▶ GOAL: Recast the data from the line with "the raised arm" up to and including the line with "pixel 341 775" as a Markdown table with columns Number and Record line, one row per line and blank lines left out.

Named-object pointing data
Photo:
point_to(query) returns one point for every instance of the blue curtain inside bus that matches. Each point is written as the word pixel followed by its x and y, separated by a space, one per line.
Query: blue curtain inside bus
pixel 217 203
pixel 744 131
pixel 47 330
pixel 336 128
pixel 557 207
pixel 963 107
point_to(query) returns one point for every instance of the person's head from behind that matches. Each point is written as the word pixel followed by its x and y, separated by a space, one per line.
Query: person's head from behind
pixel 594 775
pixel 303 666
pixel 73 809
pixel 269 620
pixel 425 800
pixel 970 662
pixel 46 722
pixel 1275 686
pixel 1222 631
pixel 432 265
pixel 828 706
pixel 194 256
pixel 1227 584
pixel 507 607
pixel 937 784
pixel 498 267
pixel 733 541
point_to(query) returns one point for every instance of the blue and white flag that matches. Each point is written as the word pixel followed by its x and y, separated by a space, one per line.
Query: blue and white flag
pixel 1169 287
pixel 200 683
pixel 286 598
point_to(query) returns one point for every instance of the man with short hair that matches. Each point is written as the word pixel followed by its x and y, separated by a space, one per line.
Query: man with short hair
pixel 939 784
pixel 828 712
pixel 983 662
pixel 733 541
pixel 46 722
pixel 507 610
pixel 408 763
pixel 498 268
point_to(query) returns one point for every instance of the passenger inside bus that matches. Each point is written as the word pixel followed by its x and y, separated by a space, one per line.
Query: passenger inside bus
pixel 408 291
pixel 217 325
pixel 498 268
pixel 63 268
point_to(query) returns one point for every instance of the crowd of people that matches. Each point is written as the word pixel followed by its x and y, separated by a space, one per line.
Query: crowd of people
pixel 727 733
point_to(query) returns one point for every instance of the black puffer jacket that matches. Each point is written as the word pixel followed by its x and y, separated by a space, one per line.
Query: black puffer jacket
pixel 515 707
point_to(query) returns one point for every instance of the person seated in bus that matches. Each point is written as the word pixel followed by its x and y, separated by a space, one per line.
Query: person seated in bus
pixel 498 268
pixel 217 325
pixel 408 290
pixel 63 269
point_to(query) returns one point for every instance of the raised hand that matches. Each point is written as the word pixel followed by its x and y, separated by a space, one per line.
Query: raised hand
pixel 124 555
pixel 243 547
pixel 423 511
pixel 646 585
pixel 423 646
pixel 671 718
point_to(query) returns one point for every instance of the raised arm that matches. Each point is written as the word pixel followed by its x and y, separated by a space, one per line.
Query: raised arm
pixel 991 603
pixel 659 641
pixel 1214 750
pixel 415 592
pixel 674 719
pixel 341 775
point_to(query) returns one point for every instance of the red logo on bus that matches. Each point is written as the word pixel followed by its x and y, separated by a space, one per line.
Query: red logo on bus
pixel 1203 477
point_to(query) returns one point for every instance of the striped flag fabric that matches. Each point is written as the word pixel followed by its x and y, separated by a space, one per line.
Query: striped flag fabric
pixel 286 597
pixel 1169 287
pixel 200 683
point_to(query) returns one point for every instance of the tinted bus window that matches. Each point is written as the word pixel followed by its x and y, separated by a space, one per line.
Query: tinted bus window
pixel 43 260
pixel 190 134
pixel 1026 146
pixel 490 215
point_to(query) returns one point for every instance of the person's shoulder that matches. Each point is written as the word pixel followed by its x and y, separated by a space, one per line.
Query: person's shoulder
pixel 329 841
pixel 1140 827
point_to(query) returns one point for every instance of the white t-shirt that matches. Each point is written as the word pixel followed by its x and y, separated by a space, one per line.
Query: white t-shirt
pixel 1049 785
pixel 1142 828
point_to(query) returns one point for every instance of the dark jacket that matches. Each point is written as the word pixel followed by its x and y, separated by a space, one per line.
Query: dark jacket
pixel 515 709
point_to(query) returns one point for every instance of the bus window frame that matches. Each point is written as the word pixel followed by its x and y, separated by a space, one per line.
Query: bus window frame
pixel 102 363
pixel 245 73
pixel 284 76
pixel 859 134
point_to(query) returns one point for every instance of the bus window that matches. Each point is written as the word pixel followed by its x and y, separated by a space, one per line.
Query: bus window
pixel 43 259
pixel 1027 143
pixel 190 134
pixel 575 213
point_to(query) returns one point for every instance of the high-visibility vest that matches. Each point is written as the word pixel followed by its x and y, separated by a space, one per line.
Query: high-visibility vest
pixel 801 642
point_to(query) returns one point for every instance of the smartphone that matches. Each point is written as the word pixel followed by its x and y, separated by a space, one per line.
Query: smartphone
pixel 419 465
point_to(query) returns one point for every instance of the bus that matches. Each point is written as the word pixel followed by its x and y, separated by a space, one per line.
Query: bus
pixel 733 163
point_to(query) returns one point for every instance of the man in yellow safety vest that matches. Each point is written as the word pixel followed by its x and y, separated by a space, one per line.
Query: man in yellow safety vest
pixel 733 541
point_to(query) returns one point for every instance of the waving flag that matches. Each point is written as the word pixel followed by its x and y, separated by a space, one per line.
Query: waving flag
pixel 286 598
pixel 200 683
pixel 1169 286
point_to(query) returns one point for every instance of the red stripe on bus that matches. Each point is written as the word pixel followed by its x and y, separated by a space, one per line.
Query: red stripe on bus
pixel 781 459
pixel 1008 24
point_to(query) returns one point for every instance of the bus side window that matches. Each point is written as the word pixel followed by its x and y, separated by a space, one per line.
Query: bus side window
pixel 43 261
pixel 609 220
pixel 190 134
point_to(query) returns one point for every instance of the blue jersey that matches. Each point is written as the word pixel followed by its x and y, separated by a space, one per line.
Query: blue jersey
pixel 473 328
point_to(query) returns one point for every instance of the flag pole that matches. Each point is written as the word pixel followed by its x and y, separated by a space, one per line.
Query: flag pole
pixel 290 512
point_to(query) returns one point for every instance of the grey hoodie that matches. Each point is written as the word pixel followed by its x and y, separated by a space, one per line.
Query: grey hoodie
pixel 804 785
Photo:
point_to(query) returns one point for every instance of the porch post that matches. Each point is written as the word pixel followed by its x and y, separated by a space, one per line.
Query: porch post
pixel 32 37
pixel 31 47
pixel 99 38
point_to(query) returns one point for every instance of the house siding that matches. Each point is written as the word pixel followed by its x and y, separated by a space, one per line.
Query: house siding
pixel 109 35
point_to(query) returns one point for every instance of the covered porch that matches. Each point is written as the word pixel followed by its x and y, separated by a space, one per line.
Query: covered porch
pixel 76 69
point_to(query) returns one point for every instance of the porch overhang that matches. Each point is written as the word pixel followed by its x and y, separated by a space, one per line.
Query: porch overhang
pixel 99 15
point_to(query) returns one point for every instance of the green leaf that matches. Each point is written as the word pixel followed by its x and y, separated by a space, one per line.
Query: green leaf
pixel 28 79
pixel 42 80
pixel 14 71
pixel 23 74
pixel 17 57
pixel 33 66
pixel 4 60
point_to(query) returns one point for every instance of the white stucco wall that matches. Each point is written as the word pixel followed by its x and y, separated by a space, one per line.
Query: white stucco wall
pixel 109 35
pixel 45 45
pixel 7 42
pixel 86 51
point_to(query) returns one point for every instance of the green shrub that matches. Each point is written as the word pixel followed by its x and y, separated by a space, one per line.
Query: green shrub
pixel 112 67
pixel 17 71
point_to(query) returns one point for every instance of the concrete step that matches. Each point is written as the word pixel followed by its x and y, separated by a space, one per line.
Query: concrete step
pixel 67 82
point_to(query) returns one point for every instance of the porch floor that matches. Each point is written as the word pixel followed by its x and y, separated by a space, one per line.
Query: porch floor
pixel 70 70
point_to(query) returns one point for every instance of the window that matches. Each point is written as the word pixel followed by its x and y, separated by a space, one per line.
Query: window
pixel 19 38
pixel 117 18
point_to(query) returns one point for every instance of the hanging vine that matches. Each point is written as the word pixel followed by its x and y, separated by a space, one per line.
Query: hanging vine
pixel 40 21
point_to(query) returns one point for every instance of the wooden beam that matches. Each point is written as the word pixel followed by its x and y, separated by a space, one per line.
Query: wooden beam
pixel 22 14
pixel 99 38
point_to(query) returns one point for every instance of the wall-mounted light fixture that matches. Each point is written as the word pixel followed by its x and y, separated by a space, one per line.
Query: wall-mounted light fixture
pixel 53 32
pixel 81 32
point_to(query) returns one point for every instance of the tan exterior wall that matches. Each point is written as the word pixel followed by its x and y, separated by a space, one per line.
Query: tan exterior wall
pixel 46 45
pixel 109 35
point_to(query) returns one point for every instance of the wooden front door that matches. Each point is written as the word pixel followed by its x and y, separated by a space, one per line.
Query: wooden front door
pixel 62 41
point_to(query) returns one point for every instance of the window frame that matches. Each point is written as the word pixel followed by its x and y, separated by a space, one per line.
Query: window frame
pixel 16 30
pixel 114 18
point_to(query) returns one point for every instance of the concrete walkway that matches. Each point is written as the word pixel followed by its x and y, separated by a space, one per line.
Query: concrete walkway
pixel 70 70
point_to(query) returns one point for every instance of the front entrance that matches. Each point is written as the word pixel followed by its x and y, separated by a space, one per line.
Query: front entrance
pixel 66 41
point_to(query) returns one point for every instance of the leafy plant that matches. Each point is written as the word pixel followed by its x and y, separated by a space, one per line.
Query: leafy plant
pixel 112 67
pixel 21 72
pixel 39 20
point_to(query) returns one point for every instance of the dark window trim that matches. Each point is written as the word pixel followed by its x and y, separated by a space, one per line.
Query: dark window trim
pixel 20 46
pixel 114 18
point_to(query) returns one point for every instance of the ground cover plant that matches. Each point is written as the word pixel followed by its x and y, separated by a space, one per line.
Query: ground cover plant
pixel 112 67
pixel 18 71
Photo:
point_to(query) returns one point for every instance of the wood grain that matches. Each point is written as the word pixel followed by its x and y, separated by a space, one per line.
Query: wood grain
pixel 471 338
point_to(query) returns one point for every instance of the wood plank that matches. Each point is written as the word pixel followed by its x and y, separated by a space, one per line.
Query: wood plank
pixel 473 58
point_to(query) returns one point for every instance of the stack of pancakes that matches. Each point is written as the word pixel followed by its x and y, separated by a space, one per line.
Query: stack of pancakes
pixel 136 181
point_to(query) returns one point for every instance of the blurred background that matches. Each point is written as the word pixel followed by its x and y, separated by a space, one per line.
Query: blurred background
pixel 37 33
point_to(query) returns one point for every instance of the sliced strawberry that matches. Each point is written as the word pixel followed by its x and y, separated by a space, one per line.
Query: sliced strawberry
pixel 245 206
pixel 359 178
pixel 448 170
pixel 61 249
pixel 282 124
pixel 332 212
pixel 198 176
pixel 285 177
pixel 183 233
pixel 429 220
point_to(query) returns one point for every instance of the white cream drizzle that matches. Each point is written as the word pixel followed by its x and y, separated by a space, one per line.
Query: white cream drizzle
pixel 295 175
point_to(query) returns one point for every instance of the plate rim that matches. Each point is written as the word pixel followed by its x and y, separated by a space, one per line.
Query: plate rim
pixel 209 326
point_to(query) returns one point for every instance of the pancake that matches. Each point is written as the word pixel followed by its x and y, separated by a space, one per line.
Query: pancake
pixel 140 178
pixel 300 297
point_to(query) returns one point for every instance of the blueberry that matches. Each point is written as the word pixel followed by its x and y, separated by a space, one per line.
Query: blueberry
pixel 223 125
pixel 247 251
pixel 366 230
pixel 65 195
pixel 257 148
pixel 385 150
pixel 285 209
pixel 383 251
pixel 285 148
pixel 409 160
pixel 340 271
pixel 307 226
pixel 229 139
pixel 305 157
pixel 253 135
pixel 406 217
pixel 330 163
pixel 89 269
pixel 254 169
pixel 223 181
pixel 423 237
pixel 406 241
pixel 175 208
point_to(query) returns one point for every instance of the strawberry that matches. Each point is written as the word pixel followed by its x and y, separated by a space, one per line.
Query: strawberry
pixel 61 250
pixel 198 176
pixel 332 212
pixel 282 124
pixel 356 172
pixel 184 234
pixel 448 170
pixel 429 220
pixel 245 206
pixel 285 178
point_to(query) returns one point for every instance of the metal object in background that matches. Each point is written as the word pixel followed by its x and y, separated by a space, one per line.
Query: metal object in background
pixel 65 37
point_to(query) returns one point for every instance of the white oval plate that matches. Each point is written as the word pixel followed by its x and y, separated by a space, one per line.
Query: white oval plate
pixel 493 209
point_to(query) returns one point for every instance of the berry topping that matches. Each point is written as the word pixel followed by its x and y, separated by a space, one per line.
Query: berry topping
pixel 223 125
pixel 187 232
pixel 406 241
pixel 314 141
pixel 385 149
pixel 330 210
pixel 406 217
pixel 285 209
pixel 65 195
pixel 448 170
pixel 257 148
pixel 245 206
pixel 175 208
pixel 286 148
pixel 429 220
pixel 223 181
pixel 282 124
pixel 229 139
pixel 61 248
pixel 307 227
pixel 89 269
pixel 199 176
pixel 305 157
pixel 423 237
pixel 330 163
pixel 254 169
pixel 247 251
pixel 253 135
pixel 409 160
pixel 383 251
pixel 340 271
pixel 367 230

▶ COMPLETE RESPONSE:
| Number | Record line |
|---|---|
| 1 | point_to(query) returns one point for every instance of the raised arm that matches. Each point is written as the word pixel followed by its x and y, separated by a space, one per line. |
| 2 | Query: raised arm |
| 3 | pixel 991 603 |
| 4 | pixel 659 641 |
| 5 | pixel 1214 750 |
| 6 | pixel 415 592 |
| 7 | pixel 674 719 |
| 8 | pixel 341 775 |